_Yönerge a:_ Takıyyüddîn Hısnî hakkındaki metinde yer alan "Cenâze namazına çok kalabalık bir cemâat katıldı." cümlesini İngilizceye çeviriniz.

_Belge metni:_

━━━━━━━━━━

Şafiî mezhebi fıkıh âlimlerinden ve evliyânın büyüklerinden. Seyyid olup. Hazreti Hüseyn soyundandır. Mübârek silsilesi şüyledir: Ebû Bekr bin Muhammed bin Abdülmü’min bin Hurîz bin Muallâ bin Mûsâ bin Hariz bin Sa’îd bin Dâvûd bin Kâsım bin Ali bin Alevî bin Nâşib bin Cevher bin Ali bin Ebi’l-Kâsım bin Sâlim bin Abdullah bin Ömer bin Mûsâ bin Yahyâ bin Ali Aşgar bin Muhammed Takî bin Hasen Askerî bin Ali Askerî bin Muhammed Cevâd bin Ali Rızâ bin Mûsâ Kâzım bin Ca’fer-i Sâdık bin Muhammed Bâkır bin Zeynel’âbidîn Ali bin Hüseyn bin Ali bin Ebî Talib (radıyallahü anhüm). Künyesi Ebû Bekr ve lakabı Takıyyüddîn’dir. Takıyyüddîn Hısnî diye tanınır. Havran köylerinden Hısn beldesinde doğup yetiştiği için Hısnî, seyyid olup, Hazreti Hüseyn’in soyundan olduğu için Hüseynî, sonra Dımeşk’a yerleştiği için de Dımeşkî diye nisbet edilmiştir. 752 (m. 1351) senesinde Hısn’da doğdu. 829 (m. 1426) senesi Cemâzil-âhır ayının ortalarında, bir Çarşamba gecesi Dımeşk’da vefât etti. Cenâze namazına çok kalabalık bir cemâat katıldı. Cenâze namazını kardeşinin oğlu Şemsüddîn kıldırdı. Tabutu, o zamandaki büyük zâtların omuzlarında taşındı. Dımeşk’in dışında bulunan Kubeybât’ta Kerîmüddîn Câmii’nin yanına defnedildi.
Zamanında bulunan büyük zâtların derslerine devam ederek yetişen Takıyyüddîn Hısnî (r.a.); Şerîşî, Zehri, İbn-ül-Câbî, Sarahdî, Şerefüddîn-i Gazzî, İbn-i Ganûm, İbn-i Mektûm, Sadrüddîn Yâsûfi, İzzeddîn Abdüsselâm el-Kudsî gibi âlimlerden ilim öğrendi.

━━━━━━━━━━

_Yönerge b:_ Kayıtların başından "[1134, 304]" ifadesini içeren satıra kadar, her iki uç da dahil olmak üzere, satırları JSON dizgi listesi olarak çıktı veriniz. Her satır için bir dizgi olsun, boş satırlar atlansın ve resimler cevaba alınmasın.

[Nesne konumu etiketleme kayıtları]
━━━━━━━━━━

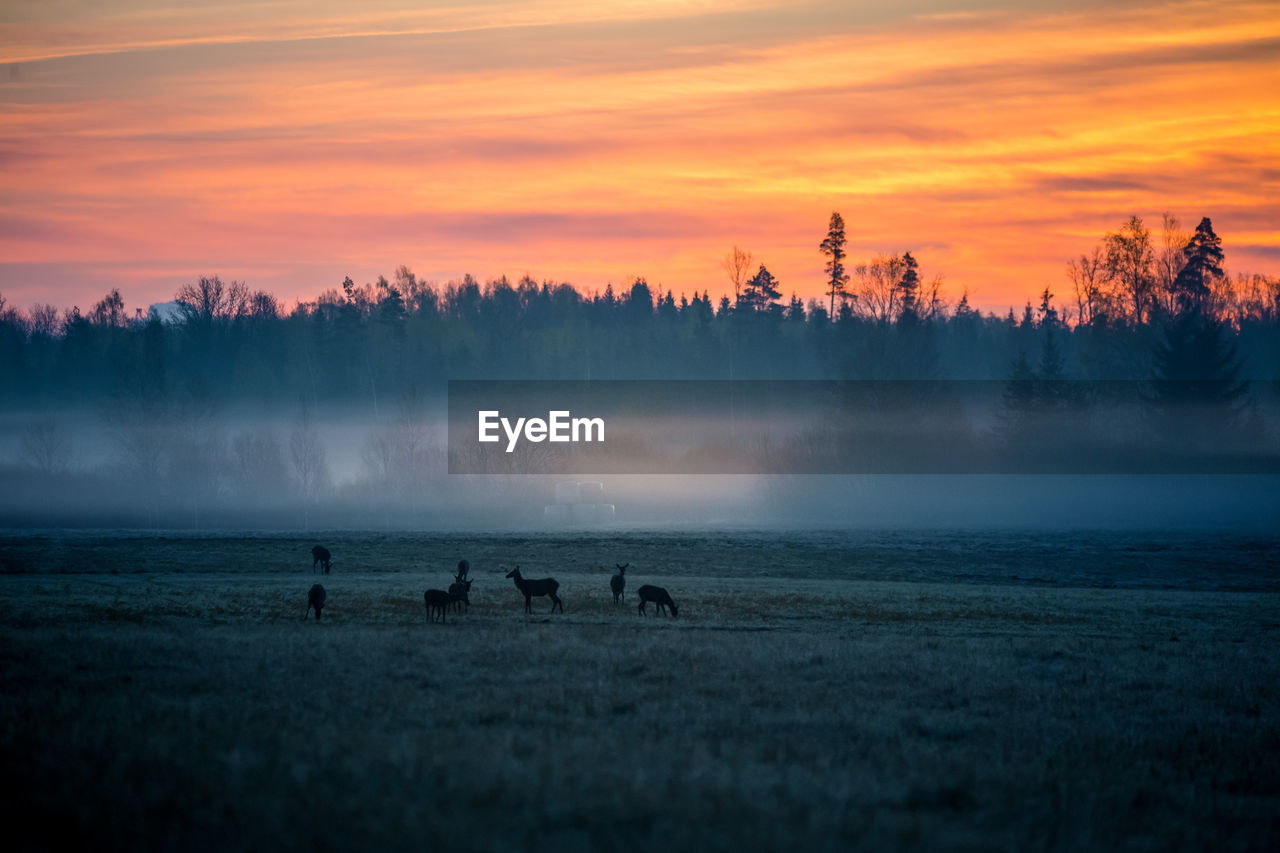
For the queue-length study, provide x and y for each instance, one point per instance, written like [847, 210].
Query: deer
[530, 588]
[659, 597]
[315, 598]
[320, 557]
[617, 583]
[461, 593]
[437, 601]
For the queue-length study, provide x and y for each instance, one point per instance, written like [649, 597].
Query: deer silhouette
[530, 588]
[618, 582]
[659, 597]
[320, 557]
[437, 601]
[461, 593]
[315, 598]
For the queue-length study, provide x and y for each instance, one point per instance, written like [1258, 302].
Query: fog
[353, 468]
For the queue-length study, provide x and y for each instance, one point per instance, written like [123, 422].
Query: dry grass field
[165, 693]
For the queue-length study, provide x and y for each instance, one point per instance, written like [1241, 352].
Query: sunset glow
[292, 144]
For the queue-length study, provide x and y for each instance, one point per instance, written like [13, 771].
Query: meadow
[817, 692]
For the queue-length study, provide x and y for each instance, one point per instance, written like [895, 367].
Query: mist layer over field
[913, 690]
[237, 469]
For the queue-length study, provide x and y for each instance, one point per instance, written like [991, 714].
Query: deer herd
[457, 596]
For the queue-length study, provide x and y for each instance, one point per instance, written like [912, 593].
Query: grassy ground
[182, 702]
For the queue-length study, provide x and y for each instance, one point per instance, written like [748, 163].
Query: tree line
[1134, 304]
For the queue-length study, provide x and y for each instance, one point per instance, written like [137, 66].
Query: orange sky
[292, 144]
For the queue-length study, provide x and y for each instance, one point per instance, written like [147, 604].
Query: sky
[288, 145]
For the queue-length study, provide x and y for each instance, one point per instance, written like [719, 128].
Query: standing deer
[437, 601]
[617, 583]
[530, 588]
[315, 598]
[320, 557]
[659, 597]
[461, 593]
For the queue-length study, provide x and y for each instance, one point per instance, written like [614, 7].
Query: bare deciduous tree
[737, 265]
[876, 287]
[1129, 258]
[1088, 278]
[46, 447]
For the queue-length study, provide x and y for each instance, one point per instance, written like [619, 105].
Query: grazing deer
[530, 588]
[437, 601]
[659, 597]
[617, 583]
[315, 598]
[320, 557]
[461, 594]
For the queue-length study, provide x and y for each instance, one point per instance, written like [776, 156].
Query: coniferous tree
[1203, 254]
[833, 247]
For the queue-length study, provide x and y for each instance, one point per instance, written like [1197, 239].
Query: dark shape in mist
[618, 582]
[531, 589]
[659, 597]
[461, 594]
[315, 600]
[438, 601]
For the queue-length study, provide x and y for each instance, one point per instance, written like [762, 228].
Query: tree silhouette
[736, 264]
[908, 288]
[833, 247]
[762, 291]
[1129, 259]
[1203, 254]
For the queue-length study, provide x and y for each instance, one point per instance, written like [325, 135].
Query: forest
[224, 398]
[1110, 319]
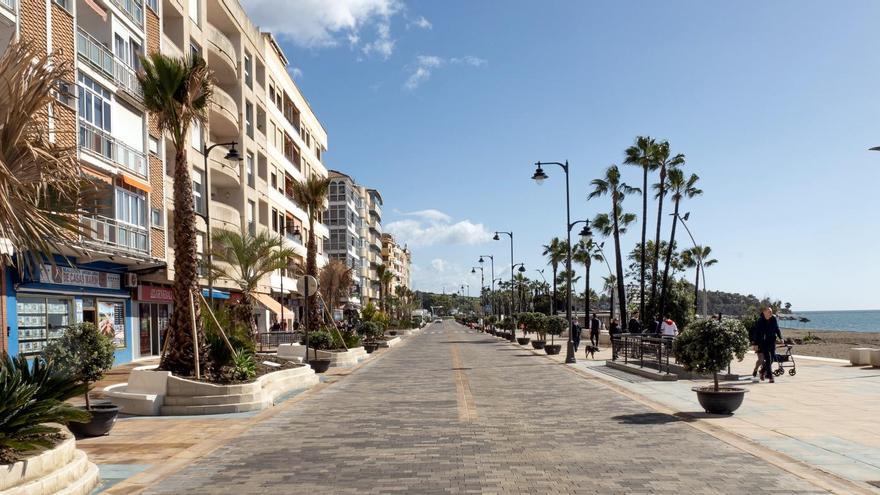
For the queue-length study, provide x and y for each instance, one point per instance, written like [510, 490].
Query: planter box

━━━━━━━━━━

_Tam çıktı a:_ A very large congregation attended the funeral prayer.

_Tam çıktı b:_
[
  "For the queue-length study, provide x and y for each instance, one point per instance, written like [847, 210].",
  "Query: deer",
  "[530, 588]",
  "[659, 597]",
  "[315, 598]",
  "[320, 557]",
  "[617, 583]",
  "[461, 593]",
  "[437, 601]",
  "For the queue-length study, provide x and y for each instance, one point per instance, written like [649, 597].",
  "Query: deer silhouette",
  "[530, 588]",
  "[618, 582]",
  "[659, 597]",
  "[320, 557]",
  "[437, 601]",
  "[461, 593]",
  "[315, 598]",
  "For the queue-length study, provide x and y for each instance, one point per instance, written like [1258, 302].",
  "Query: fog",
  "[353, 468]",
  "For the queue-length study, provide x and y for each instance, one point per instance, written like [123, 422].",
  "Query: dry grass field",
  "[165, 693]",
  "For the queue-length study, provide x and y for each instance, one point per instance, written like [1241, 352].",
  "Query: sunset glow",
  "[292, 144]",
  "For the queue-length study, provide x and y for each instance, one point per instance, written like [13, 771].",
  "Query: meadow",
  "[817, 692]",
  "For the queue-length study, provide x and y for each instance, one point per instance, written like [895, 367].",
  "Query: mist layer over field",
  "[913, 690]",
  "[237, 469]",
  "For the queue-length study, provide x and y for each instance, one point per instance, written like [991, 714].",
  "Query: deer herd",
  "[457, 596]",
  "For the queue-length study, provide x and y for each instance, one point per instance, written like [912, 593].",
  "Query: grassy ground",
  "[182, 702]",
  "For the queue-length study, provide x and y for each instance, one point per instance, written like [748, 163].",
  "Query: tree line",
  "[1134, 304]"
]